*** Block opens ***

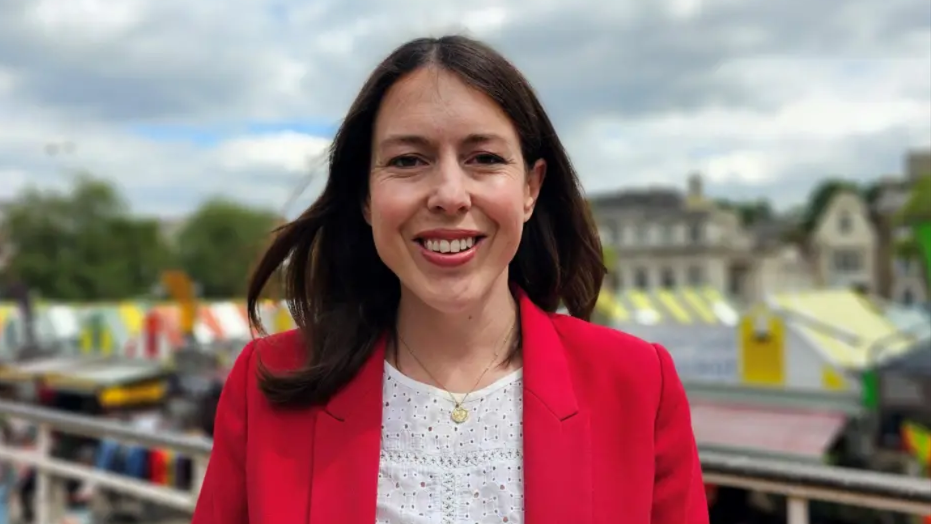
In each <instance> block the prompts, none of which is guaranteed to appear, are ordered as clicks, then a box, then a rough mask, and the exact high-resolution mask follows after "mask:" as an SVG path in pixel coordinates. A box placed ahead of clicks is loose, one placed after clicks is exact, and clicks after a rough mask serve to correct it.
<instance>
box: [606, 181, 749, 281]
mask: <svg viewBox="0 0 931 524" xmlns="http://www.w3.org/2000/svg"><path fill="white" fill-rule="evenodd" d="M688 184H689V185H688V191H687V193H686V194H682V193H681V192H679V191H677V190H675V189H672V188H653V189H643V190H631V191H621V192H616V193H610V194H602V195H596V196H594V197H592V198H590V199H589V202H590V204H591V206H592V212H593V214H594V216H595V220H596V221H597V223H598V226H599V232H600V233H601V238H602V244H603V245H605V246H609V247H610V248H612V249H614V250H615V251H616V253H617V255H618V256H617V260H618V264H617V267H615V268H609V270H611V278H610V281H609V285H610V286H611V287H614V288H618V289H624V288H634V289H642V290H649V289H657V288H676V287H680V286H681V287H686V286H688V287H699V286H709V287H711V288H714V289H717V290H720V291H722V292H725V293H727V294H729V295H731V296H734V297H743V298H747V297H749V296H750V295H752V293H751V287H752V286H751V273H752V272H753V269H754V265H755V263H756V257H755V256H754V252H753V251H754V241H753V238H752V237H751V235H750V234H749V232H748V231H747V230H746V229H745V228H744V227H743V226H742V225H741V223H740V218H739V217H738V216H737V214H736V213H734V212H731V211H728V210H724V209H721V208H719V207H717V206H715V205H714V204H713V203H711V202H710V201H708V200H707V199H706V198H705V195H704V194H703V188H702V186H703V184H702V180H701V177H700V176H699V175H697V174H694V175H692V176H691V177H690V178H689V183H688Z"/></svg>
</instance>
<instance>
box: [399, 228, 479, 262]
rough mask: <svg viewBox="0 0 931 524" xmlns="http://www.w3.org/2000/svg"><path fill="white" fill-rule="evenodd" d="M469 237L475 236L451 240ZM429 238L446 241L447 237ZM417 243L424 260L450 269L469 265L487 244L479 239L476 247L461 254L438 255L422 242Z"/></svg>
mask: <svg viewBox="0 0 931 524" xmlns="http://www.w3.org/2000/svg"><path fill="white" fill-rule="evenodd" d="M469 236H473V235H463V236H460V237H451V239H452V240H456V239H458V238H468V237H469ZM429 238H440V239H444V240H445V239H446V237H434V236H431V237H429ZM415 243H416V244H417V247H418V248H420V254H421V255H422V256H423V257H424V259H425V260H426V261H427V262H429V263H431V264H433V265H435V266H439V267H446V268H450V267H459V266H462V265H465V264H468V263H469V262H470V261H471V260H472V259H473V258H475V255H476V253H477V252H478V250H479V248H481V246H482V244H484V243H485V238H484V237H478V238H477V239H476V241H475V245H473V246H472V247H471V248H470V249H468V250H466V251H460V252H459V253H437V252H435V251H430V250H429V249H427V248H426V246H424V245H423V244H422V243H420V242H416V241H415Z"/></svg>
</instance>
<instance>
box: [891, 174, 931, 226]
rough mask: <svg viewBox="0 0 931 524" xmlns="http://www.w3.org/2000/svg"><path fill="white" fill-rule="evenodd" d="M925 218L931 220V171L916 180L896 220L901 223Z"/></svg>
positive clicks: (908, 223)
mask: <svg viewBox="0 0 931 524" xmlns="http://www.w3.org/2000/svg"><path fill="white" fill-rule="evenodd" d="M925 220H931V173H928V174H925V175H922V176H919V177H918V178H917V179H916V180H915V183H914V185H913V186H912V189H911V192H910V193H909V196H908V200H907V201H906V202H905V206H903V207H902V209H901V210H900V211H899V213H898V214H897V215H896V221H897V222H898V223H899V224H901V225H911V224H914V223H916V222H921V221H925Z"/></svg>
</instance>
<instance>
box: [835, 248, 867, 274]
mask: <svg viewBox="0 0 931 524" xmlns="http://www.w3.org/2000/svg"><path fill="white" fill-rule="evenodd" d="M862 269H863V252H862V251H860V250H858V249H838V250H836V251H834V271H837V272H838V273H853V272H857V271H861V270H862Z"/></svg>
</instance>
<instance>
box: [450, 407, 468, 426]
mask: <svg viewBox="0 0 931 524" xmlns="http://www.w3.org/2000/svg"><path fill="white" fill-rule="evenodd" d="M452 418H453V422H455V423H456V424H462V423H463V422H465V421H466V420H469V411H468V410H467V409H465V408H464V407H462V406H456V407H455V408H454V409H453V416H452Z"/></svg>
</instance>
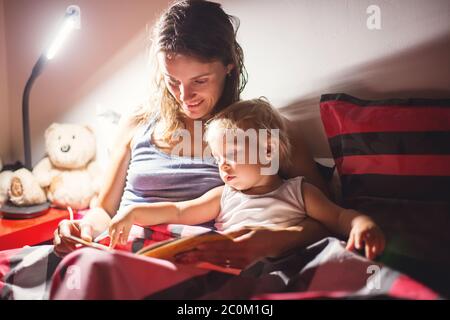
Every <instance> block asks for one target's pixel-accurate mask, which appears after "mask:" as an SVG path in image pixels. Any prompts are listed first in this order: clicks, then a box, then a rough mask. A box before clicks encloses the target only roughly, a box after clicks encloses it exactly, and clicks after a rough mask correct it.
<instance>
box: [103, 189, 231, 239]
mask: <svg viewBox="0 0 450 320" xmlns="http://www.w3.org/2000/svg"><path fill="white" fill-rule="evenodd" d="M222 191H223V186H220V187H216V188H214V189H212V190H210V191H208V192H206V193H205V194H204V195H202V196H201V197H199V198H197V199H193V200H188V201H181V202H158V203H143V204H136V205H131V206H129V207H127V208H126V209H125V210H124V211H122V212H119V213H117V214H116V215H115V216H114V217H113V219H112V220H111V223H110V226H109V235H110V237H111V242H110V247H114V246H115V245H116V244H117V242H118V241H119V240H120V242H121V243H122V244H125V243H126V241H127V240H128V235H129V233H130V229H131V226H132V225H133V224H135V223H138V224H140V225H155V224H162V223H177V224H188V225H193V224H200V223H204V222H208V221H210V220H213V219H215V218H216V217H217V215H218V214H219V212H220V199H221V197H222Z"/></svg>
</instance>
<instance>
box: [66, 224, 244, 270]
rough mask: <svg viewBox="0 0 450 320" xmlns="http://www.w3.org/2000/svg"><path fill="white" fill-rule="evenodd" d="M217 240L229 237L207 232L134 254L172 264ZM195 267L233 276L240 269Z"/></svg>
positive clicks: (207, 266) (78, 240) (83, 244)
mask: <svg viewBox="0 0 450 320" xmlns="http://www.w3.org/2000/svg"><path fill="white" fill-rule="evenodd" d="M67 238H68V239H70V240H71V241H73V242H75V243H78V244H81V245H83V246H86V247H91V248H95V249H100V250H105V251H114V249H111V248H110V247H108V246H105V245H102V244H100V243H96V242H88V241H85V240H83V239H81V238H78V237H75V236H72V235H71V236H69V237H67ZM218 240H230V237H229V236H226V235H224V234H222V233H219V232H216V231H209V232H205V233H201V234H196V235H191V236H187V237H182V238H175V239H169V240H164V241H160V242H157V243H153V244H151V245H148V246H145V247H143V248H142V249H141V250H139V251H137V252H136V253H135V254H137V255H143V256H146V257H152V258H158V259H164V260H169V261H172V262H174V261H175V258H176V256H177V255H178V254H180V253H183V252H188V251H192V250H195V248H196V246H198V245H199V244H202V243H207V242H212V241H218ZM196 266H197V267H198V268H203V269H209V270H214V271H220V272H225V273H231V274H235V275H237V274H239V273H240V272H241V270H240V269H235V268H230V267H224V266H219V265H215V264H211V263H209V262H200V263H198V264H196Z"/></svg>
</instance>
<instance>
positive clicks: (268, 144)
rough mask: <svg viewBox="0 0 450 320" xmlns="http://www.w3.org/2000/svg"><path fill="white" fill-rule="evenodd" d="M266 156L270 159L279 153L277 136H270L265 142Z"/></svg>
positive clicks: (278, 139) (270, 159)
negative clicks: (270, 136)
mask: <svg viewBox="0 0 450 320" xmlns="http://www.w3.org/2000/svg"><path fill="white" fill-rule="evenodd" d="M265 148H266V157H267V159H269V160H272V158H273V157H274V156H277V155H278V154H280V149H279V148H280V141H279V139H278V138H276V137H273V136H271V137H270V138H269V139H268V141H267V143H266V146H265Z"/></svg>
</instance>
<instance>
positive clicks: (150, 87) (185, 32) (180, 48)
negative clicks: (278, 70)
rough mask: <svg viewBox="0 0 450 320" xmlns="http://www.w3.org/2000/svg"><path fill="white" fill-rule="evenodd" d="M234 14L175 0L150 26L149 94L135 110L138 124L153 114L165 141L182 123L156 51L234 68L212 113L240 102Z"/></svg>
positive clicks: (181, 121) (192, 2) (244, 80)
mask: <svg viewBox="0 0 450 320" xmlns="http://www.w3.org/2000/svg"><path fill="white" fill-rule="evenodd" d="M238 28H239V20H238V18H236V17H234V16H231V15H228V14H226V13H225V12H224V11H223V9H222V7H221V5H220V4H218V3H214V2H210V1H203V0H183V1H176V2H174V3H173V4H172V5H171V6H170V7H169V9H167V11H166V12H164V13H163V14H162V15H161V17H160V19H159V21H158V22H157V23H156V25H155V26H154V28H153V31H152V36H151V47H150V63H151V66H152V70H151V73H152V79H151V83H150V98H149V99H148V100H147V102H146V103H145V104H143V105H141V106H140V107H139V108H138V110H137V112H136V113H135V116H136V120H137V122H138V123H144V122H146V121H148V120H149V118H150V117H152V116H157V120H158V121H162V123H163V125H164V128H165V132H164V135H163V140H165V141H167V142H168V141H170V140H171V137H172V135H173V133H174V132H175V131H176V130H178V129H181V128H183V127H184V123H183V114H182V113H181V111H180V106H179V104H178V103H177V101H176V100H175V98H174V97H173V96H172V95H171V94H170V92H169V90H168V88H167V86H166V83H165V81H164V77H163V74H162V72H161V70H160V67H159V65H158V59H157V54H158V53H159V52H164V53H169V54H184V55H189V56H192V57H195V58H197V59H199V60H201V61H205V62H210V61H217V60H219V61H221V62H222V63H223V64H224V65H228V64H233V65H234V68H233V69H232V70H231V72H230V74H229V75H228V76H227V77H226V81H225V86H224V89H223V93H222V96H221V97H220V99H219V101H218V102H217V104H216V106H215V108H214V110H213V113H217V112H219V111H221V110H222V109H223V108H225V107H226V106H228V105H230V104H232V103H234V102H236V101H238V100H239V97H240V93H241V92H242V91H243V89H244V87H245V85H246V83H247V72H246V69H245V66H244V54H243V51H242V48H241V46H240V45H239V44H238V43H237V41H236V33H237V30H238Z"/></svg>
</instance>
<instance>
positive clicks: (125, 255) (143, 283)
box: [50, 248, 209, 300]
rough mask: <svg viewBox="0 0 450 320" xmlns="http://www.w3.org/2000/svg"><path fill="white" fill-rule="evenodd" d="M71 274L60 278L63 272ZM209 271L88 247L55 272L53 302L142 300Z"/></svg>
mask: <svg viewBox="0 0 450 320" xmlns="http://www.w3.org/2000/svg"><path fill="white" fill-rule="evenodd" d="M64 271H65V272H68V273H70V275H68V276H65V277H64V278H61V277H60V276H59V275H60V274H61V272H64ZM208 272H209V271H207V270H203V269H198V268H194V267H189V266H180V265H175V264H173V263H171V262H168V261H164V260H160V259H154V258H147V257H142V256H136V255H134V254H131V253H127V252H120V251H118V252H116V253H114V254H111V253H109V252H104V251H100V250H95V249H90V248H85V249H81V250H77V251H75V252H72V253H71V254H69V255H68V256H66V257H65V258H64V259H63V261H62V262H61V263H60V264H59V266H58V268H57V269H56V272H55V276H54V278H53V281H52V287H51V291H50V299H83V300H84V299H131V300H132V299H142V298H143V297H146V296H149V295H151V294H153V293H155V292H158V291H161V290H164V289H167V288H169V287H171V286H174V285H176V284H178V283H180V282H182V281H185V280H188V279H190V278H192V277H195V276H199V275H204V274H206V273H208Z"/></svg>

*** Block closes ***

Starting at the top of the records and running through the line that contains "box: [606, 181, 749, 281]", with both ends included, render each line as a row of a Markdown table with the columns Row (a row number) and Text (the line). Leave out blank lines and pictures.

- _RESULT FOR THIS TASK_
| Row | Text |
|---|---|
| 1 | In each <instance> block the prompts, none of which is guaranteed to appear, are ordered as clicks, then a box, then a rough mask, and the exact high-resolution mask follows after "mask:" as an SVG path in pixel coordinates. A box placed ahead of clicks is loose, one placed after clicks is exact, and clicks after a rough mask serve to correct it. |
| 2 | <instance> |
| 3 | box: [606, 181, 749, 281] |